START SUPPLIED RECORDS

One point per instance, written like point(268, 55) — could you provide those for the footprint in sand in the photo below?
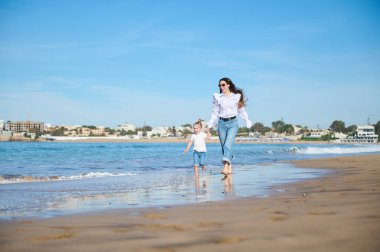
point(207, 224)
point(67, 234)
point(279, 216)
point(228, 240)
point(321, 213)
point(153, 216)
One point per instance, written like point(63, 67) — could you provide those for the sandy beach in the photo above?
point(337, 212)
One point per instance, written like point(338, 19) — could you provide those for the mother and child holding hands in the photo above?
point(226, 106)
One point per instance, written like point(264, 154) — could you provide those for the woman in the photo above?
point(226, 106)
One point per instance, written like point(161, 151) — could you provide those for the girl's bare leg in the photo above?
point(195, 171)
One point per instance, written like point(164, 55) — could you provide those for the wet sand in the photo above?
point(338, 212)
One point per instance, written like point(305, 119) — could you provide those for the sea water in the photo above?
point(53, 178)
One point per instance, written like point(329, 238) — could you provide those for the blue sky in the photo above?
point(158, 62)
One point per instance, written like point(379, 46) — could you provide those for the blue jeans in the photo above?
point(227, 131)
point(199, 158)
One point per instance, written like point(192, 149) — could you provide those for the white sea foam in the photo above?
point(339, 150)
point(28, 179)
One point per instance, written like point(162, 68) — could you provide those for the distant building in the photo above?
point(363, 134)
point(316, 133)
point(161, 131)
point(23, 126)
point(126, 127)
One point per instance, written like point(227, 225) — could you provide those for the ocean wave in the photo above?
point(12, 179)
point(339, 150)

END SUPPLIED RECORDS

CHALLENGE: Rewrite the part of the data that opens with the line containing "One point per instance, written like point(329, 238)" and closes at the end of the data, keeping every line and shifting each coordinate in the point answers by 146. Leave the coordinates that follow "written like" unchanged.

SOLUTION TO THIS PROBLEM:
One point per instance, written like point(329, 238) — could you provide those for the blue sky in the photo above?
point(304, 208)
One point per instance, written like point(379, 46) — could you provide those for the blue jeans in the photo above?
point(373, 277)
point(345, 304)
One point per instance, written like point(192, 149) — could you provide those for the white sea foam in the photo above?
point(485, 296)
point(174, 325)
One point per instance, written like point(162, 68) — could you provide those for the distant building in the photo above?
point(509, 280)
point(462, 279)
point(307, 277)
point(169, 272)
point(272, 273)
One point per instance, written like point(227, 225) — could you provide those for the ocean wave in the photo above?
point(158, 325)
point(485, 296)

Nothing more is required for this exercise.